[start of Excerpted passage]

Responsibility Accounting, Performance Measurement
Segment Reposting, and Transfer Pricing
 Responsibility Accounting is a management system that aims to develop
   performance measures by which segment managers are evaluated. Under
   responsibility accounting segments are broadly categorized as:


    Cost centers – segments whose managers are held responsible only for
     costs but not for revenue or investments


    Profit centers – segments whose managers are held responsible for both
     costs and revenues but not for investments


    Investment centers – segments whose managers are held responsible for
     the capital invested as well as the profits made in the segment
       Segment Reporting
Obviously, in each segment category managerial responsibilities are
 different. The performance measures for evaluating managers
 should also be different so as to be consistent with the
 responsibilities. For example, assigning revenue or sales targets to
 a cost center manager would not be sensible.
What are the advantages and disadvantages of decentralization –
 that is dividing the company into cost, profit, and investment
 centers and hiring managers to run each center rather than
 requiring the corporate top management to run all of them?
       Segment Reporting
Segment reports provide information about each segment’s financial
  performance and are important for assessing a segment’s success in attaining
  its goals as set mainly by upper level management.
Segmented income statements reveal the profits earned by individual
  segments and hence the contribution of each segment to the overall
  corporate profitability. Income statements of segments are usually prepared
  in the contribution format which requires identifying the fixed costs
  attributable to segments.
Traceable fixed costs – are caused by a particular segment and would go
  away if the segment is discontinued
Common fixed costs – costs that are incurred to support more than one
  segment and hence are not directly identified with a particular segment.
  Common fixed costs would not go away if any particular segment is
  discontinued.
Only traceable fixed costs are included in the income statements of segments;
  common fixed costs are excluded.

[end of Excerpted passage]
[start of Stored data]

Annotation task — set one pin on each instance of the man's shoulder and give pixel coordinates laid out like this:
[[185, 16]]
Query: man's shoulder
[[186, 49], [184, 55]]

[end of Stored data]

What you will do:
a - In the responsibility accounting excerpt, what are the managers of profit centers held responsible for?
b - Duplicate the section of the responsibility accounting excerpt that begins with the words containing "Common fixed costs would" and ends with "costs are excluded.".
c - Why does the responsibility accounting excerpt say that the measures for evaluating managers should differ from one segment category to another? Answer in one to three sentences.

Answer list:
a - They are responsible for both costs and revenues, but not for investments.

b -
Common fixed costs would not go away if any particular segment is
  discontinued.
Only traceable fixed costs are included in the income statements of segments;
  common fixed costs are excluded.

c - Managerial responsibilities differ in each segment category, and the performance measures should be consistent with those responsibilities. For example, assigning revenue or sales targets to a cost center manager would not be sensible.